[TASK OBJECTIVE]: Once you reach the line that holds "Target: concrete paved path" in the listing below, output it and every line after it through the line that holds "Target: tree shadow on ground", word for word.

[RECORDED DATA]:

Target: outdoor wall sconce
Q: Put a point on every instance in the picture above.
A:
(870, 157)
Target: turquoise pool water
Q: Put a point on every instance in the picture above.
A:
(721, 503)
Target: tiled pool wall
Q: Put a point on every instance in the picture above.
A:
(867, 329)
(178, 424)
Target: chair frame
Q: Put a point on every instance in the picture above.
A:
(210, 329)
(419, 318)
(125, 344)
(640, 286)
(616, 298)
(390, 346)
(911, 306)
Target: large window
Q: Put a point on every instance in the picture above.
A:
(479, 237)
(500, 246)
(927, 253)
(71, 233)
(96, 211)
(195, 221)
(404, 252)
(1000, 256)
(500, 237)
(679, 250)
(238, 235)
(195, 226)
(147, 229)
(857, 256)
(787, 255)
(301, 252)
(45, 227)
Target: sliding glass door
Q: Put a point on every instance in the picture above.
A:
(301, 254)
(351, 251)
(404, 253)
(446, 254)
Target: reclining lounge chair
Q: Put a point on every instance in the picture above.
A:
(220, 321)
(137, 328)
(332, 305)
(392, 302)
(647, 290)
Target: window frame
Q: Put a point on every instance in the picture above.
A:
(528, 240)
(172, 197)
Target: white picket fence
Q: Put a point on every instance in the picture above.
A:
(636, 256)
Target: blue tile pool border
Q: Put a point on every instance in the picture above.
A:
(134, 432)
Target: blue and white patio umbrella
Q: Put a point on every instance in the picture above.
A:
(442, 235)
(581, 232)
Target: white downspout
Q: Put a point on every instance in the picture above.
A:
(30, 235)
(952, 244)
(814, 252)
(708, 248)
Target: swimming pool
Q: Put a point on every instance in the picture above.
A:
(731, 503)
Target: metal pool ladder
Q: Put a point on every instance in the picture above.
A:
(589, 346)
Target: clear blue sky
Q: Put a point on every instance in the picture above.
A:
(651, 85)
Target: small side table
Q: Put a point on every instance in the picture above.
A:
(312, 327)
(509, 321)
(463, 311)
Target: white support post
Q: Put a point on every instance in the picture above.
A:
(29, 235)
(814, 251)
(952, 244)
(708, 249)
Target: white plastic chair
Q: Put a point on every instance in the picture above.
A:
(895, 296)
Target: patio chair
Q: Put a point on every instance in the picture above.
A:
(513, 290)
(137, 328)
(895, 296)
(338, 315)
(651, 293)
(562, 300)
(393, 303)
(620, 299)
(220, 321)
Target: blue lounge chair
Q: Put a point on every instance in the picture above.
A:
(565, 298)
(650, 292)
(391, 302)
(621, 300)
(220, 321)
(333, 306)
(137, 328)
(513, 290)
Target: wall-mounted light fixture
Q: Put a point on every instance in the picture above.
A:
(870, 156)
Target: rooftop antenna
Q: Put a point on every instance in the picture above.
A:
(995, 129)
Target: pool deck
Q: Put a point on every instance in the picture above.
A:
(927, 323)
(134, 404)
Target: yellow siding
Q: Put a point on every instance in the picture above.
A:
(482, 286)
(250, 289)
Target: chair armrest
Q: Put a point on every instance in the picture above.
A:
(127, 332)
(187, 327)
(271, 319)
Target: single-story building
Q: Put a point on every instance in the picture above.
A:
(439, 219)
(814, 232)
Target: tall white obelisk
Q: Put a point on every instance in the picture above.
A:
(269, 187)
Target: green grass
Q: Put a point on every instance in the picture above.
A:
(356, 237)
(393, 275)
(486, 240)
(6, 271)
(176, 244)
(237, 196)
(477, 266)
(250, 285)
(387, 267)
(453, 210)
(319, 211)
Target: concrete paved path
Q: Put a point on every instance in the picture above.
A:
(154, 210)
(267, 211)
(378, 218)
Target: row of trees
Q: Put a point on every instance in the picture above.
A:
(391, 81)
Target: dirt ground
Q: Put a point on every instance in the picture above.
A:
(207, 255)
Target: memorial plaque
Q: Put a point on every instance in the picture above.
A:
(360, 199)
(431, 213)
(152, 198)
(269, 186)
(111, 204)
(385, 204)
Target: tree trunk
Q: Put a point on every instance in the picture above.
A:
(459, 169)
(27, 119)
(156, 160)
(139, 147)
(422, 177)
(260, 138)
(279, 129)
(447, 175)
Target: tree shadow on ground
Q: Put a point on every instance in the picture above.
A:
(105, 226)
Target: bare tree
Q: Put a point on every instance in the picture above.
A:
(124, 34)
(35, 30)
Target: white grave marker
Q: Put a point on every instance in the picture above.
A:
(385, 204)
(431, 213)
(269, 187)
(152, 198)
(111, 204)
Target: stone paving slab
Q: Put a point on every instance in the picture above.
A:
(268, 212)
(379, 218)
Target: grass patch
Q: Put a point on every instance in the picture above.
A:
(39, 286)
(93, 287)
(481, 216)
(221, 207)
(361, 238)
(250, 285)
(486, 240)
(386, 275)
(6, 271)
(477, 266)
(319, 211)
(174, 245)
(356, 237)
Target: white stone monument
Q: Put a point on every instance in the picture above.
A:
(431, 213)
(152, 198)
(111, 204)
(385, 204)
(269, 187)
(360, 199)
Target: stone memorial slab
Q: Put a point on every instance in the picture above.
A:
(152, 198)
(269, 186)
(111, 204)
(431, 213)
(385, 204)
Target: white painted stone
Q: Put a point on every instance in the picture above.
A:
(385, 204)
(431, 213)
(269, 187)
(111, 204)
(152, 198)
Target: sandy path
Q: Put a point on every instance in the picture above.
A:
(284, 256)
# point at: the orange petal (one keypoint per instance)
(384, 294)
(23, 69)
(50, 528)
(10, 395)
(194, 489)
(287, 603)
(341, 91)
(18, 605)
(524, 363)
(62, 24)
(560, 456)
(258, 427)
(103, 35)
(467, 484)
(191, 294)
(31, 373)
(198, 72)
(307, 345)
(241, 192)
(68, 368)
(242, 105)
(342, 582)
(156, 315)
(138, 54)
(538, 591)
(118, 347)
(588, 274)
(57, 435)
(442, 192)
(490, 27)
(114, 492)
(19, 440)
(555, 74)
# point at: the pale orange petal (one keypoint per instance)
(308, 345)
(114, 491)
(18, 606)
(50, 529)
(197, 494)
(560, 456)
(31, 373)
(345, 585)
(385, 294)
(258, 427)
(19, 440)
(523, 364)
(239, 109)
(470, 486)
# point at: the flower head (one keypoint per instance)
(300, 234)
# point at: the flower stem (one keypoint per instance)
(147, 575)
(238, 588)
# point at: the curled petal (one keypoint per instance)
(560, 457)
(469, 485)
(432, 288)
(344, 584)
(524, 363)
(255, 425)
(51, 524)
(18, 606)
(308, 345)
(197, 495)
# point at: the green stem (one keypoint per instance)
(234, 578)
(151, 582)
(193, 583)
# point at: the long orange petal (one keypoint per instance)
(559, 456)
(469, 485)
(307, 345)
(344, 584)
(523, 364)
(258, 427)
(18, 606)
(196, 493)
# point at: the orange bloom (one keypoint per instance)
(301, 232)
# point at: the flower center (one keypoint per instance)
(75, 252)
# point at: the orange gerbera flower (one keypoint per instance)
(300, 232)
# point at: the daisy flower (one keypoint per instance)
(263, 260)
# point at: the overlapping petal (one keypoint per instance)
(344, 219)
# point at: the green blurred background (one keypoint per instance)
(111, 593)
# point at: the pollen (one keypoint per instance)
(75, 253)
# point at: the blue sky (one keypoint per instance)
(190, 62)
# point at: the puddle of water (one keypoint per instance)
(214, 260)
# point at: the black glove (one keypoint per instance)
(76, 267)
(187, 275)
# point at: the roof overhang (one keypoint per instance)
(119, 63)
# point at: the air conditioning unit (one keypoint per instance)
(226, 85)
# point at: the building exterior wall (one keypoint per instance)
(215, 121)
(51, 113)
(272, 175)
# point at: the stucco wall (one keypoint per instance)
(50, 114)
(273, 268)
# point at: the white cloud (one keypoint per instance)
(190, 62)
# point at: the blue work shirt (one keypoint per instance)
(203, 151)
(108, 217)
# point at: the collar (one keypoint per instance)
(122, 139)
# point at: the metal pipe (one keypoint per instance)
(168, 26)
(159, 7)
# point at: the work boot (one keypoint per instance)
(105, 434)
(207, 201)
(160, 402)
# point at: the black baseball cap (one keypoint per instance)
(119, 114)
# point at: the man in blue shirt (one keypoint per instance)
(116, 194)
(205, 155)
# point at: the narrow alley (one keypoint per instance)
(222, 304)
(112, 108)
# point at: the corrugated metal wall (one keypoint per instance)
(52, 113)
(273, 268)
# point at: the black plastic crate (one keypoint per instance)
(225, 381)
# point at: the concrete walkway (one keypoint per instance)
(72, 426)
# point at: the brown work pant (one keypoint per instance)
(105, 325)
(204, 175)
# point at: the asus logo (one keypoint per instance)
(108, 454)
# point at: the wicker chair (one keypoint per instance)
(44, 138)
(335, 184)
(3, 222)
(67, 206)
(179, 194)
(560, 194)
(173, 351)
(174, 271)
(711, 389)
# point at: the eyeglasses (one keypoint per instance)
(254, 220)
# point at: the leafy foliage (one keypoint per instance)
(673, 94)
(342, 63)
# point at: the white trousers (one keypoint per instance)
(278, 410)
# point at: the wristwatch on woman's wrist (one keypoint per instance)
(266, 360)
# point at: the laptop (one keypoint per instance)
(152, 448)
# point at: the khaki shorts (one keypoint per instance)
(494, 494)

[WRITTEN SOLUTION]:
Target: concrete paved path
Q: Put a point on every instance in the picture above.
A:
(154, 210)
(267, 211)
(378, 218)
Target: row of trees
Q: Put a point on every instance in the picture above.
A:
(391, 81)
Target: dirt ground
Q: Put a point on every instance in the picture above.
A:
(207, 255)
Target: memorial plaque
Q: Put a point on every instance in the picture above.
A:
(360, 199)
(431, 213)
(152, 198)
(269, 186)
(111, 204)
(385, 204)
Target: tree trunk
Q: Put a point on every instance in the picture above.
A:
(459, 169)
(27, 119)
(156, 160)
(139, 147)
(422, 177)
(260, 138)
(279, 129)
(447, 175)
Target: tree shadow on ground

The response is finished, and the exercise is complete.